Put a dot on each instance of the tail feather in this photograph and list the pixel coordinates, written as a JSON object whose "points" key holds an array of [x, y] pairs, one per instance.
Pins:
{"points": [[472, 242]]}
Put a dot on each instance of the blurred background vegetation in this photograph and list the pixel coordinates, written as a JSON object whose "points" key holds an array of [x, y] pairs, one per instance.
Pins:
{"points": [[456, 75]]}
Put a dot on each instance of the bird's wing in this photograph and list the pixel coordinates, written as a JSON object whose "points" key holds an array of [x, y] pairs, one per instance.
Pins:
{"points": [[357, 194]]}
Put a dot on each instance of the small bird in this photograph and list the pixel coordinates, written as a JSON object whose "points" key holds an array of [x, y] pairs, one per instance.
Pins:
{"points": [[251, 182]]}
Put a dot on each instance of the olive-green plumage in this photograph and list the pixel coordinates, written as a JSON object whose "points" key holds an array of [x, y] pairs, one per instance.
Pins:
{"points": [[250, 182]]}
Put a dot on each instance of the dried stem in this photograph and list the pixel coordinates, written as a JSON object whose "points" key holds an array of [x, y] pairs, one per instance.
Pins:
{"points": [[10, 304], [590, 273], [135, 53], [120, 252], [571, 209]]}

-*-

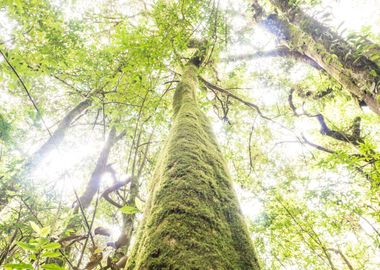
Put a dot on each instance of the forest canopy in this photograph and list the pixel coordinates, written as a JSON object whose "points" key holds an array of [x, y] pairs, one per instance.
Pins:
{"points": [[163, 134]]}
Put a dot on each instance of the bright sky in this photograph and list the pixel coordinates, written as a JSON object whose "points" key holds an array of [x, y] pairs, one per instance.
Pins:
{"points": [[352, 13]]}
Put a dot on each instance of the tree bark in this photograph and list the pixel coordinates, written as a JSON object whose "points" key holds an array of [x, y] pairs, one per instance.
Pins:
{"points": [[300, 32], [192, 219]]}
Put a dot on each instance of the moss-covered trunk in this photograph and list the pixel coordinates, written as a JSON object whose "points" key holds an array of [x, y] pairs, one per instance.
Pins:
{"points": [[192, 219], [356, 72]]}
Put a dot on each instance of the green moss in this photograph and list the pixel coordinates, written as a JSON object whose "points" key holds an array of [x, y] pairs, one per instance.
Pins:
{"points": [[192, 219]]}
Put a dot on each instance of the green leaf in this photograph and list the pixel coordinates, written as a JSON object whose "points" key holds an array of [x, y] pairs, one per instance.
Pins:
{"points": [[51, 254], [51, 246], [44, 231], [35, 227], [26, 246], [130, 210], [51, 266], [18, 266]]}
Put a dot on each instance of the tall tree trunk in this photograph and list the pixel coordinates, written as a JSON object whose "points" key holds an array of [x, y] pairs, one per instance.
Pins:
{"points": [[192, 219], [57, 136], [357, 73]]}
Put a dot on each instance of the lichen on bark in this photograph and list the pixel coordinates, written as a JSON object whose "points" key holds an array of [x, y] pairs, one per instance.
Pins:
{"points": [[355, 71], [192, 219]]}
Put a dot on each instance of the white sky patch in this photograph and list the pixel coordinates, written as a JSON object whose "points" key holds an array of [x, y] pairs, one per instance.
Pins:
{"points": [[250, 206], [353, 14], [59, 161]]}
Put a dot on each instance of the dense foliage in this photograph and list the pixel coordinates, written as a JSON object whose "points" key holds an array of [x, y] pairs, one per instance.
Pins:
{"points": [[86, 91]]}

-*-

* [Your goal]: Find each line in the entries above that contains the word "bark" and copy those lines in full.

* [Answer for this exercise]:
Put a dot on each instance of the tree bark in this photograph and list the pixel coordinates, written as a JSON object whose "points" key holds an array of [x, y] pairs, one per instance.
Put a dot on each instance of the lichen on bark in this photograph and list the pixel coordinates, written as a JSON object whose "points" key holds an array of [x, y] pairs, one per instance.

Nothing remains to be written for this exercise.